Reading passage:

Margaret Richardson Dixon
Born (1908-02-27)February 27, 1908
New Orleans, Louisiana, USA
Died June 21, 1970(1970-06-21) (aged 62)
Louisiana Baton Rouge, Louisiana
Nationality American
Occupation Managing editor of the Baton Rouge Morning Advocate; crusading journalist; political activist
Political party Democrat
Spouse(s) J. Muncia Dixon (m. 1928)
Parent(s) Roger W. and Josephine Pettit Richardson
Notes
Louisiana's most influential woman journalist of the 20th century

Margaret Richardson Dixon, usually known as Maggie Dixon (February 27, 1908 – June 21, 1970), was perhaps the most influential woman journalist of 20th century Louisiana. She was the managing editor of her state's capital city newspaper, the Baton Rouge Morning Advocate, from 1949 until her death some two decades later. She was also an active Democrat who championed prison reform, assistance to the mentally ill, and organized labor. She once addressed a Louisiana AFL-CIO convention at the invitation of president Victor V. Bussie of Baton Rouge.

Dixon was born in New Orleans to Roger W. Richardson and the former Josephine Pettit. In 1928, she obtained her bachelor's degree from Louisiana State University in Baton Rouge. That same year, she married J. Muncia Dixon.

She began her career in 1928 as a reporter for the defunct Baton Rouge State-Times, an afternoon daily. In 1931, she moved to the morning New Orleans Times-Picayune as women's editor and general assignment reporter, a position that she held until 1937. Thereafter she spent a year as the part-time public relations assistant for the Louisiana State Library and as the pivotal Baton Rouge correspondent for the former New Orleans Item and the wire service United Press International.

Provided data:

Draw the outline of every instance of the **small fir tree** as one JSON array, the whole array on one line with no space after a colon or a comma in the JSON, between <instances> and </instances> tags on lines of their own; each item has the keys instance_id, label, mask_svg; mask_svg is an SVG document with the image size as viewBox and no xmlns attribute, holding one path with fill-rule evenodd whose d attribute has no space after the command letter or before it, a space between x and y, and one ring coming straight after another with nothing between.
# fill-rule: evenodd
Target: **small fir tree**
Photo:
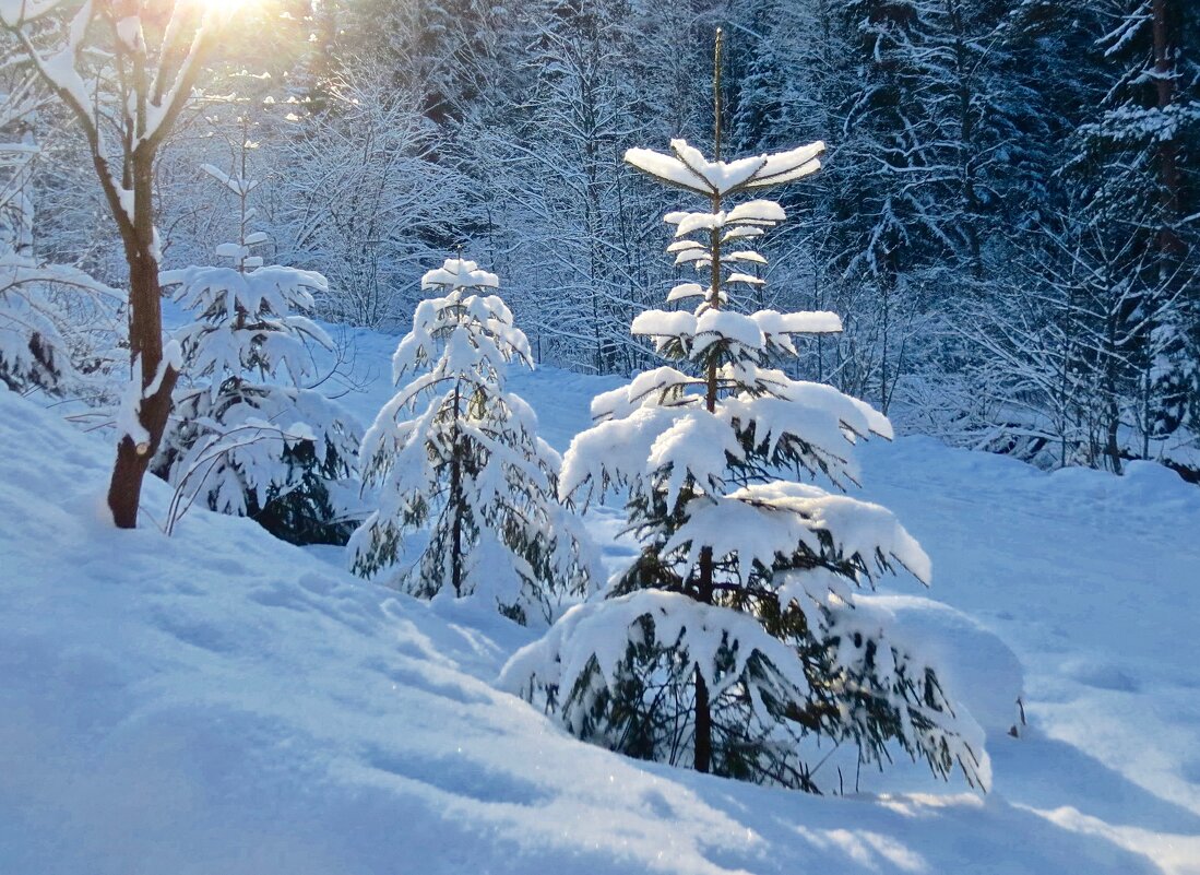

Task goal: Continue the biography of Margaret Richardson Dixon from the end of its final paragraph. The listing has no connection to the biography of Margaret Richardson Dixon.

Exercise result:
In 1938, Dixon became city editor of the Morning Advocate, a position that she retained until 1942, when she became assistant managing editor for some seven years. In 1949, she was promoted to her final position of managing editor. In her last three years at the Advocate, Kenneth L. Dixon (no relation) was the editor of the editorial page.

In 1955, Dixon headed the Louisiana-Mississippi Associated Press Association. She was close to Governor Earl Kemp Long and often advised him on press and political strategy, according to Long's former lieutenant governor, William J. "Bill" Dodd. In 1956 and 1964, she was a delegate to the Democratic National Convention. The former met in Chicago to renominate former Illinois Governor Adlai Stevenson, as the presidential candidate, with U.S. Senator Estes Kefauver of Tennessee as his running-mate. In 1964, the convention met in Atlantic City, New Jersey, to nominate U.S. President Lyndon B. Johnson and U.S. Senator Hubert Humphrey of Minnesota for the presidency and vice presidency, respectively. Humphrey had Baton Rouge ties, having been a graduate student at Dixon's LSU. Dixon also served on the LSU Board of Supervisors from 1951 to 1960, on the initial appointment of Governor Long.